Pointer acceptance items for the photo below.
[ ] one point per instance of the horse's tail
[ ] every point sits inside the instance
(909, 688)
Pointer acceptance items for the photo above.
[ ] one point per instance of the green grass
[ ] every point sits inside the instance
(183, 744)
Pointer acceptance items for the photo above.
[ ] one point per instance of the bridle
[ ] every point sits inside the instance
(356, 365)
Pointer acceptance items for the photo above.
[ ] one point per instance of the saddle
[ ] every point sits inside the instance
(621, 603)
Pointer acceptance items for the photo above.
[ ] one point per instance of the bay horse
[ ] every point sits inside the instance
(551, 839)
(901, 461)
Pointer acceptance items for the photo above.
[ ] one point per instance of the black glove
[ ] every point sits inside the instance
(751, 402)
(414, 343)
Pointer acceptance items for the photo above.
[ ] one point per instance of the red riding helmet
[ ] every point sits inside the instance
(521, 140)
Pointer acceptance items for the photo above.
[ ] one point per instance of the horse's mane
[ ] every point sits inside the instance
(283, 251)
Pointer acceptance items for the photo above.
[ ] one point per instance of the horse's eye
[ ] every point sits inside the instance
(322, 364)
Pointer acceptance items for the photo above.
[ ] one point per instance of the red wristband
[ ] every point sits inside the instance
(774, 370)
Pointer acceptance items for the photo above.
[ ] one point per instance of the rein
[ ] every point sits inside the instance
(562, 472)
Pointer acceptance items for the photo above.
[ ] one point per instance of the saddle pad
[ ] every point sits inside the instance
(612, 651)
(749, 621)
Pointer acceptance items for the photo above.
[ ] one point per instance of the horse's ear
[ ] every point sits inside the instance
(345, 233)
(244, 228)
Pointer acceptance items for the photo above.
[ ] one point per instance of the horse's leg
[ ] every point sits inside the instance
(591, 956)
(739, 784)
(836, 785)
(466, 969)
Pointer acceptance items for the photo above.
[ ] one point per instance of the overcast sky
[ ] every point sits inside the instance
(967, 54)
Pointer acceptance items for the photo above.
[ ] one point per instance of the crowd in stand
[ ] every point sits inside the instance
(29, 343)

* Requirement: Retype the data in full, exactly.

* Solution:
Pointer acceptance items for the photo below.
[ ] one point per instance of the horse's tail
[ ] every point sits inside the instance
(909, 688)
Pointer acceptance items for the photo above.
[ ] one point per instance of the green grass
[ ] every point sits inside the instance
(183, 744)
Pointer acceptance items for the photo above.
[ ] one point per instance of the bridle
[ ] every point sits inside the instance
(356, 365)
Pointer acceptance items for the photo above.
[ ] one point per instance of the saddle
[ ] every point sits inside the instance
(621, 603)
Pointer acceptance items for the photo above.
[ ] one point per instance of the bay horse
[ ] every point sits inside the instance
(551, 839)
(901, 461)
Pointer acceptance items for the photo above.
[ ] one point per instance of the black glove
[ ] every point sits inside the instance
(751, 402)
(414, 343)
Pointer acceptance items for the photo above.
[ ] one point per instance of the red riding helmet
[ ] every point sits inside the instance
(521, 140)
Pointer acceptance items for the photo above.
[ ] one point per instance of the horse's mane
[ ] every point sits inside the instance
(283, 251)
Pointer acceptance items for the photo above.
[ ] one point per instance of the horse's eye
[ ] every point sits inside the instance
(322, 364)
Pointer acceptance items for the photo above.
[ ] one point per instance of the red wristband
[ ] every point sits inside the instance
(774, 370)
Pointer acceptance items for the photo above.
[ ] one point per instance of the rein
[ ] every point sits inside the instance
(562, 472)
Pointer acceptance items for the photo above.
[ ] one point per instance of the saddle pad
[ ] every point sits inside the instance
(612, 651)
(749, 621)
Pointer acceptance items for the photo above.
[ ] one point per instance of the horse's ear
[ ] every point sits inside the instance
(345, 233)
(244, 228)
Pointer acceptance items for the photo above.
[ ] one point per instance of the horse's leg
[ ] every point sits inside the instance
(591, 956)
(739, 784)
(836, 785)
(466, 969)
Pointer acceptance items for the photo above.
[ ] one point per instance of the overcast sky
[ ] every point sits inside the instance
(967, 54)
Pointer acceptance items for the photo above.
[ ] one point per instance of the crowd in stand
[ ] every point sits inside the instance
(29, 343)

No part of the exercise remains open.